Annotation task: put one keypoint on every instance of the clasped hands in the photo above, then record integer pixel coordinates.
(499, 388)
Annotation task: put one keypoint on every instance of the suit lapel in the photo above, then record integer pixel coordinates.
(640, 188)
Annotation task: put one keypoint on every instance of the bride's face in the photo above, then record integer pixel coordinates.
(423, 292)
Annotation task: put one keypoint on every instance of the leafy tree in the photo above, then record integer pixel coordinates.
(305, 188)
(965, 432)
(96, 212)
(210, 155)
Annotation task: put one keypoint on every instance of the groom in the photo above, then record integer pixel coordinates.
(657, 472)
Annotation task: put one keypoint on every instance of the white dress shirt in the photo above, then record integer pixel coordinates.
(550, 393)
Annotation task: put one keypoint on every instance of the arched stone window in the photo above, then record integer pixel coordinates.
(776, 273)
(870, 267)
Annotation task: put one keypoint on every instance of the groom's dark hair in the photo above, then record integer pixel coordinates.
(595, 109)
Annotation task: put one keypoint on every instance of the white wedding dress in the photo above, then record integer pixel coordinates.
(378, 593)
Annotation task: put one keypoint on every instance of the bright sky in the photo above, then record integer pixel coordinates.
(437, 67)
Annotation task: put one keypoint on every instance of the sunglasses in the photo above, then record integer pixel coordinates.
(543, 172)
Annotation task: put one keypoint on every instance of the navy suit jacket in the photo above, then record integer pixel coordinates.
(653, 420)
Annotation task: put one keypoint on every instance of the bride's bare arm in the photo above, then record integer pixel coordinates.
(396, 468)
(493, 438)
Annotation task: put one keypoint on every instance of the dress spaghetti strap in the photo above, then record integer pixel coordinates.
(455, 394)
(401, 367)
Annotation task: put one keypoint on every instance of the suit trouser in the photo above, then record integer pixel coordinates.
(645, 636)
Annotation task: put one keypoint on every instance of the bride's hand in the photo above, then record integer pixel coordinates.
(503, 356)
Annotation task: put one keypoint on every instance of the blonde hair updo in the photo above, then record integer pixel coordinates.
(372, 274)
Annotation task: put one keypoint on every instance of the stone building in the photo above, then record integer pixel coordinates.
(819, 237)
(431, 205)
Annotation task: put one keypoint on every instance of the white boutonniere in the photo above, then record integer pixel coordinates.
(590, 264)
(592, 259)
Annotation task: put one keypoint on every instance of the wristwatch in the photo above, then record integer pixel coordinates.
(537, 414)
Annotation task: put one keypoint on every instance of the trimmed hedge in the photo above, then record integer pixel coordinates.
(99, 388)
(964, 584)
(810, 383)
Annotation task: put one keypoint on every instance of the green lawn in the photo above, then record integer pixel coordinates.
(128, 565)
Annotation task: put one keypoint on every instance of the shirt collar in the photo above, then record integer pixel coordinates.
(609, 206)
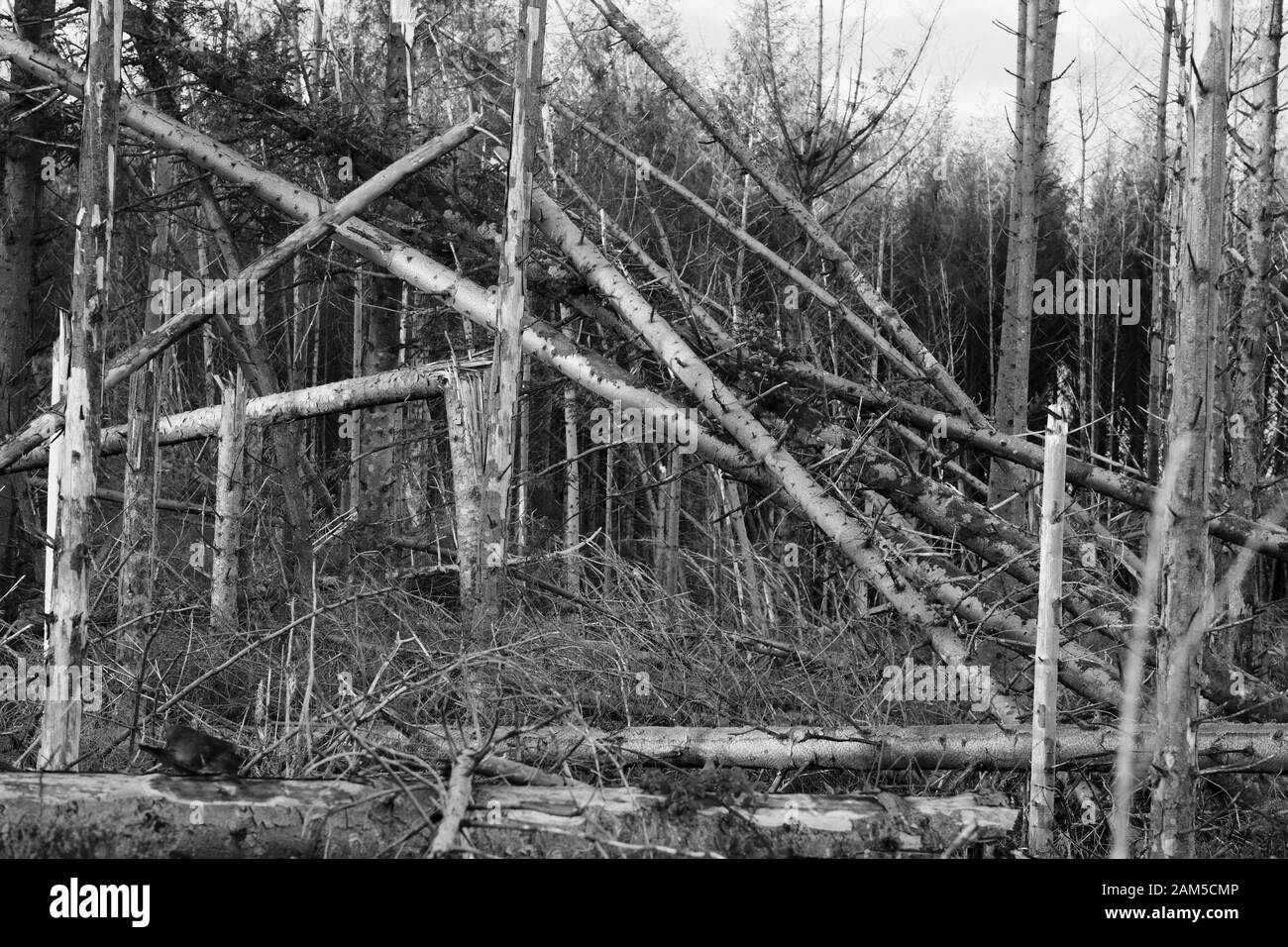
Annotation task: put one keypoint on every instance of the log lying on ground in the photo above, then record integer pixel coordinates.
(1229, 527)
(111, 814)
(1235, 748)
——
The task
The records above should be repeated exactly, with every picture omitted.

Problem solution
Annotation task: put one keypoint on every instance of the clasped hands in the photo above, then record integer pixel coordinates.
(499, 388)
Annotation task: put one keypoint on every instance of the suit lapel in the photo above, then record integer pixel coordinates.
(640, 188)
Annotation task: put one keypoint on every instance of the bride's face in the photo above, then record integer pixel coordinates.
(423, 292)
Annotation task: put one keypoint on every instance of the leafy tree in the photo above, then record integer pixel coordinates.
(305, 188)
(965, 432)
(96, 212)
(210, 155)
Annotation task: put one keypoint on every instance of the groom in the photo above, then record integer pixel coordinates.
(657, 472)
Annotation task: put one keypoint on every instance of the white dress shirt in the photo above, then record integer pixel coordinates.
(550, 393)
Annotation task: put one keypoint on every instance of the arched stone window in the photo above, then record integer pixel coordinates.
(776, 273)
(870, 267)
Annotation task: put one keypoint on every instance of the groom's dark hair in the photo above, then record integer pixel coordinates.
(595, 109)
Annotation task: put one keypoint on every instance of the white wedding dress in the photo above, then record integer pixel coordinates.
(378, 593)
Annotation task: put one keypoint on every instance of the bright sky in the photo above, then record integer pixel coordinates.
(437, 67)
Annotation task: put one keypoint on every instance of the sunglasses in the photo above, then record integer pixel coordinates.
(543, 172)
Annotation task: put one keypoint on every instance of the navy suit jacket in the photo above, then record integer pixel coordinates.
(653, 420)
Annotation task: put one keypoint on every instance of the bride's bare arm in the photo above, then record integer pixel coordinates.
(396, 468)
(493, 438)
Annotation task: put one keypoint on every instance of the dress spaghetti strap in the photo above, then record integer pixel coordinates.
(455, 394)
(401, 367)
Annotation task: put one keypoint on every instance of the suit trouser in the photo above, then record integer pixel coordinates.
(645, 636)
Annotation task: put one keypoint on every instance of the bride's hand in the photo above, then record integer pixel coordinates.
(503, 356)
Annotation task: put one keypoint on every instance of the blonde hair updo in the photo above, then record integer pixel coordinates.
(372, 274)
Annotation task: put one keypoint on every instance of the stone building in the photo above, then record integer pixel coordinates.
(819, 237)
(431, 205)
Annotation task: put one keypoint on every instance of the white boutonniere in the photo above, then record integer pixel coordinates.
(590, 264)
(592, 259)
Annotation task: put one keypoint on every instance of the wristwatch in the photo above, then record integer pixel coordinates.
(537, 414)
Annotation task: put one keypoint on every instance of the trimmed hedge in the photo above, then record integer pixel coordinates.
(99, 388)
(964, 584)
(810, 383)
Annotation task: put one keypoint on every instance of the green lawn in the photo above, then record integer pixel coordinates.
(128, 565)
Annotation task: put one keypoint on every instance of the shirt collar in the photo above, then record integer pixel coordinates.
(609, 206)
Annotation task: put one keypoint on every instance of the log lying on ground in the photo above, then record integer pixel coordinates.
(1229, 527)
(111, 814)
(1235, 748)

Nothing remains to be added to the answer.